DATA EXTRACT:
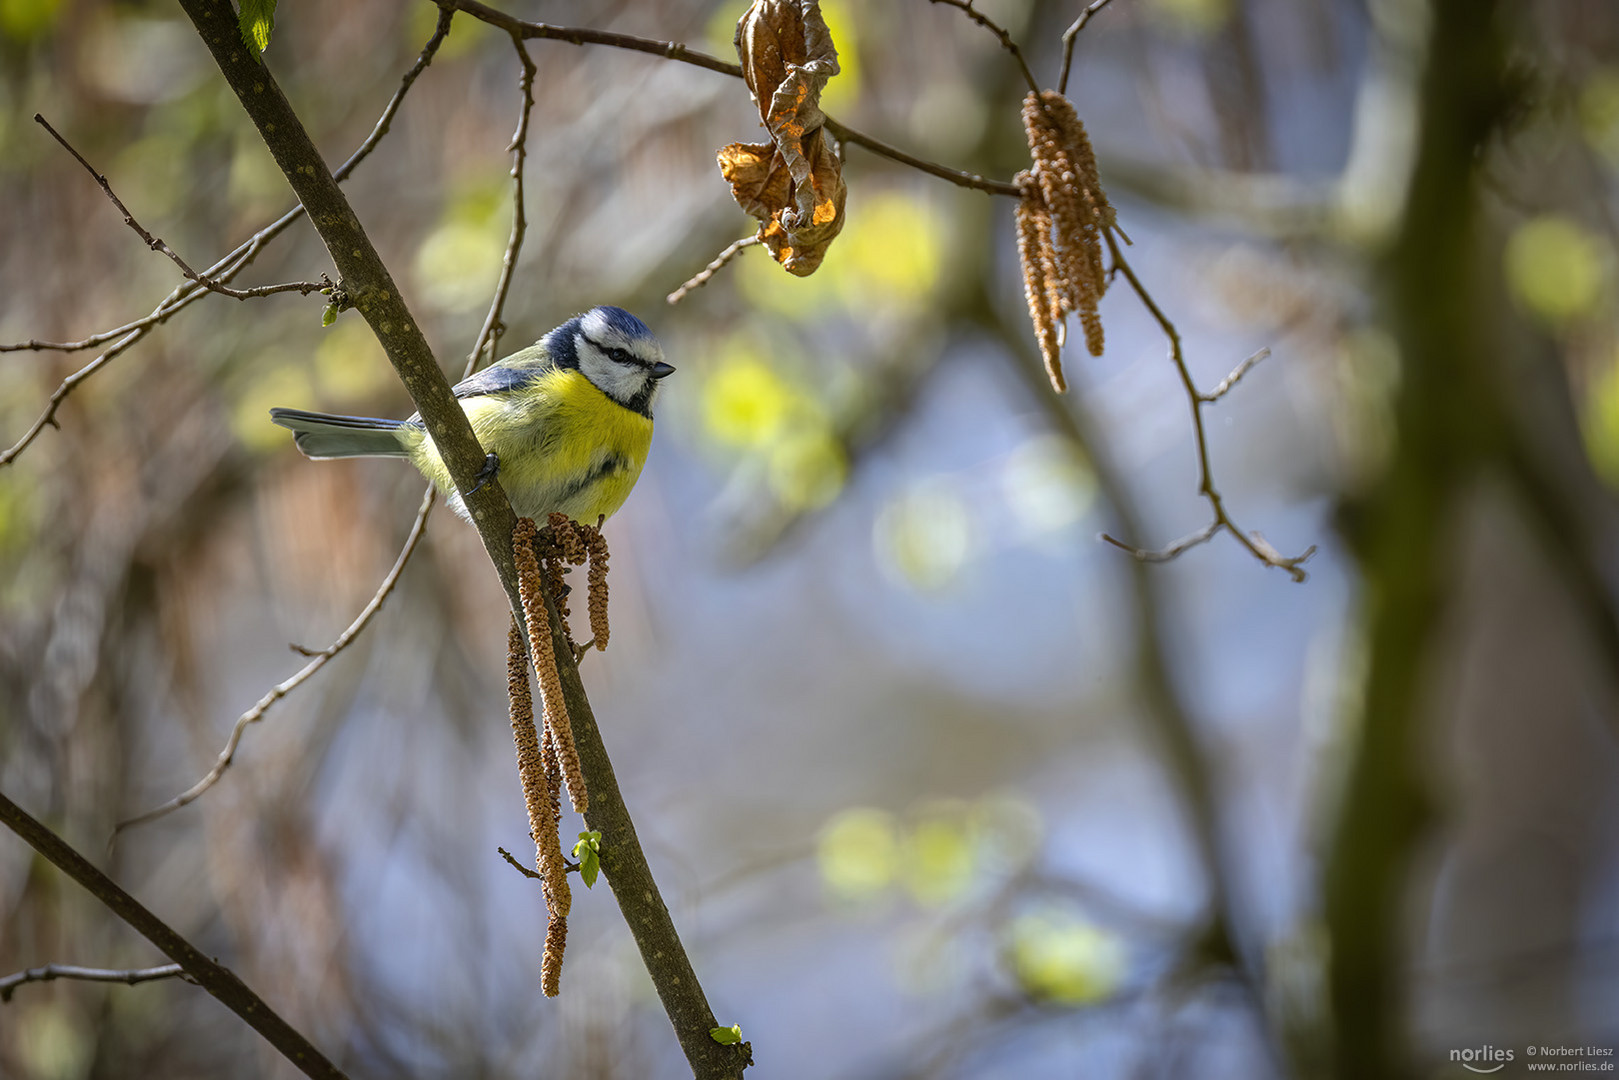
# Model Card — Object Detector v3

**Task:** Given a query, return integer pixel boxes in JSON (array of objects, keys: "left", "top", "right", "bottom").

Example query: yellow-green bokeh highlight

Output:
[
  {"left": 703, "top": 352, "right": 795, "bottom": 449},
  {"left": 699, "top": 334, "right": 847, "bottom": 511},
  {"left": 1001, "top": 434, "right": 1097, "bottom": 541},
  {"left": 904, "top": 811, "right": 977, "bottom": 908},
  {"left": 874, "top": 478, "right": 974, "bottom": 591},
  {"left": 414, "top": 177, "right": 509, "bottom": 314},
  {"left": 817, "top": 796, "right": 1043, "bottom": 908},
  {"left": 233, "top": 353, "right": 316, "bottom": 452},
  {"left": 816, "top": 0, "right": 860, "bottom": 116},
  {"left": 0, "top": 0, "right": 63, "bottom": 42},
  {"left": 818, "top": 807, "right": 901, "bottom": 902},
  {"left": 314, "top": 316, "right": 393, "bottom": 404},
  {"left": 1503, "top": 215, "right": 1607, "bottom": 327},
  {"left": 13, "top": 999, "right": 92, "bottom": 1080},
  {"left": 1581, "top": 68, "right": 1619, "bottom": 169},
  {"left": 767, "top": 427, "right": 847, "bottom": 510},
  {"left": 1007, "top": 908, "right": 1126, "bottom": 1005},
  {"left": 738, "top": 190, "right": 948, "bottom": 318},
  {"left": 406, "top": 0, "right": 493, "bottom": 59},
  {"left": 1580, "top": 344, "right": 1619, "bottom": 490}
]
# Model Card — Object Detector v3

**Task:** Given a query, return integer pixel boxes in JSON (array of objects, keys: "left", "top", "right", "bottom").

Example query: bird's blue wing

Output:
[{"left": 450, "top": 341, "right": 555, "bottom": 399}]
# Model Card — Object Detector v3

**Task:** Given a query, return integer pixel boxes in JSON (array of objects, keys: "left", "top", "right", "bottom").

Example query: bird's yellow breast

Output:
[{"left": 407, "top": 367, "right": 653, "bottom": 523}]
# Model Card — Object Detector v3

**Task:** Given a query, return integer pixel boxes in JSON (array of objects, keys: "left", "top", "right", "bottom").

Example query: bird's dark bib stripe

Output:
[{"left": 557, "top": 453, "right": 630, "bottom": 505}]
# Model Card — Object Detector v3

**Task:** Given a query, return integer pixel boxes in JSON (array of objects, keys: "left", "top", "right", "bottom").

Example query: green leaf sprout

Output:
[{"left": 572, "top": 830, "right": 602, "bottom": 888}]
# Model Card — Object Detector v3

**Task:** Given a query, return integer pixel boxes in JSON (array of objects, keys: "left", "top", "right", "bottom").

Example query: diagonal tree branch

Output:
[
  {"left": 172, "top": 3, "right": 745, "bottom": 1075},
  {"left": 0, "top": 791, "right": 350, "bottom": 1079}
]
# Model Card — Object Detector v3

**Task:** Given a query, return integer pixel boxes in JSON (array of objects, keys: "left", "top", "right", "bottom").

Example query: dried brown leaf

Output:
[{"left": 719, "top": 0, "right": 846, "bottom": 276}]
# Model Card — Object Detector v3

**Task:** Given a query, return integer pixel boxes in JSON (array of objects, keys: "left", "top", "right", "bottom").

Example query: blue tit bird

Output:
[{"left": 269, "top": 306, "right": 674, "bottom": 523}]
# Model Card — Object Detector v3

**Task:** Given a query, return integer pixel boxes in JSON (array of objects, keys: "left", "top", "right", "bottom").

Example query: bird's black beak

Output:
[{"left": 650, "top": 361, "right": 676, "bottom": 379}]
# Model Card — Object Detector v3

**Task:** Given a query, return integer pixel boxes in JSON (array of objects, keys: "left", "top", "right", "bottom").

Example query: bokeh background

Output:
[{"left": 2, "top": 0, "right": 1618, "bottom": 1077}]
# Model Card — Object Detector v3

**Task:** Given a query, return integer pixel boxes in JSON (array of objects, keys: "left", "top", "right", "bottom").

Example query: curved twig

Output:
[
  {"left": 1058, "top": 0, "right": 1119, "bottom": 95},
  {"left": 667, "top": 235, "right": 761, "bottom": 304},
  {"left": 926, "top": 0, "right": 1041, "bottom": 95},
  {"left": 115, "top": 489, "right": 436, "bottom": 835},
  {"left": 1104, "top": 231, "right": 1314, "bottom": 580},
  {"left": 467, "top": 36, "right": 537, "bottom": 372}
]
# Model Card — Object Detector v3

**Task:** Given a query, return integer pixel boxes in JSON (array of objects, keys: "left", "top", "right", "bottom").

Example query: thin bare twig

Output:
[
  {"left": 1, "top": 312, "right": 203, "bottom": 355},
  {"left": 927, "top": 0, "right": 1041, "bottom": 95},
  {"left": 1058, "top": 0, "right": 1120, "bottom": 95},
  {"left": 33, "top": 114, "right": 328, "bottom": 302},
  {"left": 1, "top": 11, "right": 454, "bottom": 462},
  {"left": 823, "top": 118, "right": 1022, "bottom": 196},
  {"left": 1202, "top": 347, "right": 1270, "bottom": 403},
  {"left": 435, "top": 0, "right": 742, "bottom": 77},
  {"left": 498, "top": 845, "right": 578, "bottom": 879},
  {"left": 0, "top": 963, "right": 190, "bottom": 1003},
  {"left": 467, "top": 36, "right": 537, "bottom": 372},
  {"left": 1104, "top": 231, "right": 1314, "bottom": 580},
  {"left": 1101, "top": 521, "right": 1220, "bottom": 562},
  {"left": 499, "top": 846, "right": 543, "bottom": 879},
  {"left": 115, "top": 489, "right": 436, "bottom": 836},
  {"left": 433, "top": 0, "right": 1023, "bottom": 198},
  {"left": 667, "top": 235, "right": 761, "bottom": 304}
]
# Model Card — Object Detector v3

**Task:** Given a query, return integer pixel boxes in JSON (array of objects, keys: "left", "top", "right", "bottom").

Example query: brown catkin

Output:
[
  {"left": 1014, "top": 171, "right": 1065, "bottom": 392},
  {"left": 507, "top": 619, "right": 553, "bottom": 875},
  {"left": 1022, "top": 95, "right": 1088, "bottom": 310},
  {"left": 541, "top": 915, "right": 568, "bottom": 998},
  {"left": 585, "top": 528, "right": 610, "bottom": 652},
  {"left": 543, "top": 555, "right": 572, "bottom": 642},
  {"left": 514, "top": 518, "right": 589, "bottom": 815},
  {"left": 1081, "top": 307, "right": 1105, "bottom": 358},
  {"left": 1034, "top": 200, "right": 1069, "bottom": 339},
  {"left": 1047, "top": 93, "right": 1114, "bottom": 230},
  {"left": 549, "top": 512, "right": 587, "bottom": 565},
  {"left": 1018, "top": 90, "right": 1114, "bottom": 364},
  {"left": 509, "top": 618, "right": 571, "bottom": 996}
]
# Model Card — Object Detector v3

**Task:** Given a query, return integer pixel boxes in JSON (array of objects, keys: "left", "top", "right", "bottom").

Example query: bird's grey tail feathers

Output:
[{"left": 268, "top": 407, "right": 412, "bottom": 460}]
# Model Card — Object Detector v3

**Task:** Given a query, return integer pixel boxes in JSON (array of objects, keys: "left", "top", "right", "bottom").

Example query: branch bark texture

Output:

--

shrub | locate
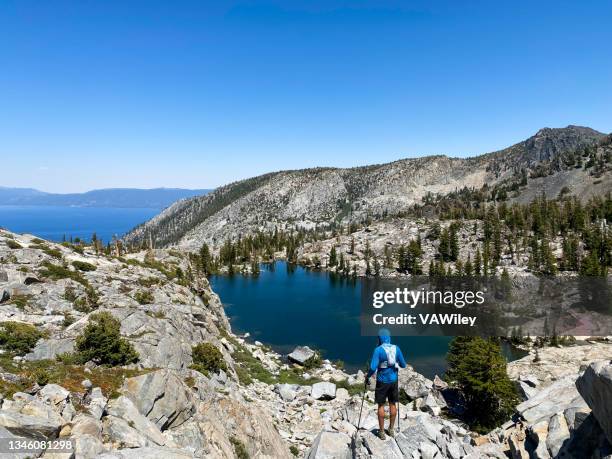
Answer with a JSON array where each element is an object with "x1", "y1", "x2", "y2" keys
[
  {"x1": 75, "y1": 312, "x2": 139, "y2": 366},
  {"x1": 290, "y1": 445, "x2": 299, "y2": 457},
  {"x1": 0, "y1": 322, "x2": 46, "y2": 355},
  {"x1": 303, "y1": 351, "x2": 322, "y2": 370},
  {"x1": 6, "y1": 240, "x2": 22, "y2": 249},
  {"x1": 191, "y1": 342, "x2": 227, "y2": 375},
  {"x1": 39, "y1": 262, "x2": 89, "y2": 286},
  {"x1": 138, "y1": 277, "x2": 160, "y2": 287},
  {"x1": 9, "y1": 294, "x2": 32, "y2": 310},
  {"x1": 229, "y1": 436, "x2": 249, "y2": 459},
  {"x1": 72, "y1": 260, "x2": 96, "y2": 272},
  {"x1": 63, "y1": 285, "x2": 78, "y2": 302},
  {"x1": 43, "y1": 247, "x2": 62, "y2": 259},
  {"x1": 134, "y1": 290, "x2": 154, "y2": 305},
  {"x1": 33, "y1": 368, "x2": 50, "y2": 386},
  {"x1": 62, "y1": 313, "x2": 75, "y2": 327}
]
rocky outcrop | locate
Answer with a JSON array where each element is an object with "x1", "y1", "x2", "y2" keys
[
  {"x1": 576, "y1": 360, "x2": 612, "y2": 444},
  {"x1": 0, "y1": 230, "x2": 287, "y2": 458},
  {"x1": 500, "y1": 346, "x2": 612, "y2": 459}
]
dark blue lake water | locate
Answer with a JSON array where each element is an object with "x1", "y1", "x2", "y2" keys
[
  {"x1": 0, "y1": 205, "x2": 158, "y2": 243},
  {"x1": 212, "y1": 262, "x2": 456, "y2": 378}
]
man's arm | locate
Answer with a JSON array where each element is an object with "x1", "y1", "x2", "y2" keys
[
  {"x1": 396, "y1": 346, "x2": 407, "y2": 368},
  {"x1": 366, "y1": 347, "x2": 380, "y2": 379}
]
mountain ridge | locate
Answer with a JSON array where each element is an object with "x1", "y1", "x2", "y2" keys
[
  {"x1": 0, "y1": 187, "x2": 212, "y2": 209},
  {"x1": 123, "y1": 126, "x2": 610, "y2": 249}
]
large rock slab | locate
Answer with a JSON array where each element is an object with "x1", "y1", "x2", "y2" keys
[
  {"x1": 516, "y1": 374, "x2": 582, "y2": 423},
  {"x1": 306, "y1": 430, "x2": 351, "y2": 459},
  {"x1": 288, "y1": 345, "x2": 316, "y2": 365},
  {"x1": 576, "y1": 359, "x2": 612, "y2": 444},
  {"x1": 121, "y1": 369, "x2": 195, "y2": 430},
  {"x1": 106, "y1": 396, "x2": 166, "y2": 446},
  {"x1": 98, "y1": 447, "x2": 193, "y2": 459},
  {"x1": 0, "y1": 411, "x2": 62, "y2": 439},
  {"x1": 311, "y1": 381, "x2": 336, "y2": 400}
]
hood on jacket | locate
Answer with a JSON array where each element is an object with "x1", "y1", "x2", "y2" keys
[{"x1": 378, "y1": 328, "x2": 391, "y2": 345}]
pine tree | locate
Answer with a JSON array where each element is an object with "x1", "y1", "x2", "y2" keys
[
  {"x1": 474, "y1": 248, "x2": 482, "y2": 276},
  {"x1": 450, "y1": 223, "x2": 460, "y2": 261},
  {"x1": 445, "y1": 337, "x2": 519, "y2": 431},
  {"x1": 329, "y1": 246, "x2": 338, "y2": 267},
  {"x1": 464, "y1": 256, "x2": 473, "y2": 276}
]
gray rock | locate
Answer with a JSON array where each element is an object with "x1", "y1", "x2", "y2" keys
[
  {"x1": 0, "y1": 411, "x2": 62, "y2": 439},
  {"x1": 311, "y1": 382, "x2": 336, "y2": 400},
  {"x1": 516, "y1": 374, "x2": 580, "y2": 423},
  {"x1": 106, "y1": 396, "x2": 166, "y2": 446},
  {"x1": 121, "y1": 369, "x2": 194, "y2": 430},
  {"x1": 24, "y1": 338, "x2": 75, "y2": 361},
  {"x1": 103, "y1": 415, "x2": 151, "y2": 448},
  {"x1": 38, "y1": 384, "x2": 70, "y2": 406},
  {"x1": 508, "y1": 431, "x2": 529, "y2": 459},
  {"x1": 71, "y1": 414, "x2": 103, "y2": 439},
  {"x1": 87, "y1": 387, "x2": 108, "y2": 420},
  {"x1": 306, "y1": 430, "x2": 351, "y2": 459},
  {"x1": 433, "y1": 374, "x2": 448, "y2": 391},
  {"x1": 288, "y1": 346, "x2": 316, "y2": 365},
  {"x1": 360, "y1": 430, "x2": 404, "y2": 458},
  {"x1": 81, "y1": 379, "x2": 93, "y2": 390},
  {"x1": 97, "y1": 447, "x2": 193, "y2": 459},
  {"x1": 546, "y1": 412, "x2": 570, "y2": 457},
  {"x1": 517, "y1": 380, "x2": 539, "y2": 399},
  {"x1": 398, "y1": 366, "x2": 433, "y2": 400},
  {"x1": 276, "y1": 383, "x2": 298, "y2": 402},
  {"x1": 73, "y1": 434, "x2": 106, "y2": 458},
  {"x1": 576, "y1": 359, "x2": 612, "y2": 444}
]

WORK REQUIRED: Write down every line of the data above that includes the string "dark".

EXERCISE SOLUTION:
Example query: bird's dark bib stripe
dark blue lake water | locate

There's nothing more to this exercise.